Set task: Rewrite every line of the entries below, requests included, and shift each answer coordinate by adding 66 to both its x and its y value. Leave the pictures out.

Provided data:
+++
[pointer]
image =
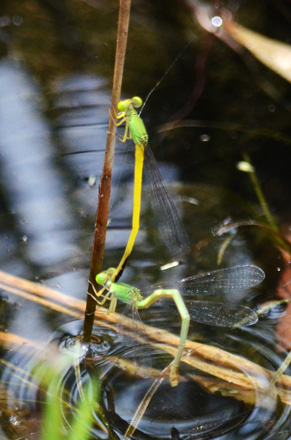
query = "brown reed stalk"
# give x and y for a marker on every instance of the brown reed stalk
(106, 177)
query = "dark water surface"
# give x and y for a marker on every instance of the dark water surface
(56, 64)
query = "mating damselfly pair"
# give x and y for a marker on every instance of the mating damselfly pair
(183, 292)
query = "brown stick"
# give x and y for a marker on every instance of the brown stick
(106, 177)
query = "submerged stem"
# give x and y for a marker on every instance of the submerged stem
(106, 177)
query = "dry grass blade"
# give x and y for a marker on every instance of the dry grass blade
(238, 375)
(274, 54)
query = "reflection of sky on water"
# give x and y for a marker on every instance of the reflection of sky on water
(46, 224)
(33, 184)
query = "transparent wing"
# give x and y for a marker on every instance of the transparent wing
(172, 231)
(226, 281)
(220, 314)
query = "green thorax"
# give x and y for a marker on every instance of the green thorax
(126, 293)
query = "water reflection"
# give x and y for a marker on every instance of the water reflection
(34, 187)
+++
Complete answer:
[pointer]
image =
query = "brown reed stalk"
# give x and y for a marker on every instance of the brown reed stalk
(172, 243)
query = "dark water surface"
# give x and y for a marker on every instance of the dark water surface
(122, 130)
query = "mating damselfly pair"
# give x and y for a marker on every instance of the mating damselfly pair
(249, 358)
query = "brown stick"
# give x and y for a marker on every instance of the brown stick
(172, 243)
query = "submerged stem"
# give x and y for a marker on every instance of the submerged stem
(172, 243)
query = "dry grass blade"
# give x and y for a marker on every instance of the dry grass blade
(304, 441)
(340, 120)
query = "reflection of sky on water"
# give x and y for a marker on every instance of the reflection of sky on water
(112, 290)
(99, 250)
query = "transparent wing"
# give x and y for a marker on every instance of the transparent wing
(238, 297)
(292, 347)
(286, 380)
query = "green thorax"
# give x and y for a marker on every instance of the green thorax
(192, 359)
query = "water reflection"
# give x and y for a marker on every instance of the water reflection
(100, 253)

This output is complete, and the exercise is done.